TASK PROMPT
Only those lines running from the line that contains "of the window" through the end of the material are to be written out, each exactly as shown.

INFORMATION
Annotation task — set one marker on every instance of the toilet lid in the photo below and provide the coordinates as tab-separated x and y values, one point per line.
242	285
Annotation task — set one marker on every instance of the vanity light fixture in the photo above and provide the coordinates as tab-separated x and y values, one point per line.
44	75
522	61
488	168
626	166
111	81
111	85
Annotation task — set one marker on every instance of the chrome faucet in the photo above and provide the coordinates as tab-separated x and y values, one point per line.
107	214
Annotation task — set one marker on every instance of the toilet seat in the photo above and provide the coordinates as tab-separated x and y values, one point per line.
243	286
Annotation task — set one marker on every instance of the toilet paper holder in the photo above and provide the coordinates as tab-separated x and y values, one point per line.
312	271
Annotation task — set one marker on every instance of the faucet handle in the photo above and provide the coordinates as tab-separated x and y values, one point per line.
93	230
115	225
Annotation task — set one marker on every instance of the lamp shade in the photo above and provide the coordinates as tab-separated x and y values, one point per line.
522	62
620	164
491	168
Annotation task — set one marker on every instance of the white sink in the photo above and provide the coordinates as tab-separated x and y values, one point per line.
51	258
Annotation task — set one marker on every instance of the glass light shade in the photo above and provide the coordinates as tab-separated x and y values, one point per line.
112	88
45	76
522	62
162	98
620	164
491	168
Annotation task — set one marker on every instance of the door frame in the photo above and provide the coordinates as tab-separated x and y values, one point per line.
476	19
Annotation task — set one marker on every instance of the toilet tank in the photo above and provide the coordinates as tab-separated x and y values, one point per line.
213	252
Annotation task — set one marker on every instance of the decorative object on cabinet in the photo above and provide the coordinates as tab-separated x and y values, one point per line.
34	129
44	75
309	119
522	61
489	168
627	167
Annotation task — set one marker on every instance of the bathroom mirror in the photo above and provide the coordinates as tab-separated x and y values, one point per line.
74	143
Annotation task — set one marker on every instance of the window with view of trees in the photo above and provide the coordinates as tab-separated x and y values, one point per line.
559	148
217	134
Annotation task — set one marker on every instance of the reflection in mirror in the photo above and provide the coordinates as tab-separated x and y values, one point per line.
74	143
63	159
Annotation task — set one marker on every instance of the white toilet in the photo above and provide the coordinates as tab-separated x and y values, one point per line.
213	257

WRITTEN ANSWER
Annotation task — set one marker on every instance of the window with view of trees in the photo above and provide the coordinates as tab-separated x and y values, one point per line.
559	148
217	134
Annotation task — set one marker on every instance of the reflection in mirror in the photo above and provide the coordinates as tab-separated x and y values, one point per line.
74	143
63	159
Annotation task — set one marker on every instance of the white toilet in the photo above and provide the coordinates as tab-separated x and y values, one point per line.
213	257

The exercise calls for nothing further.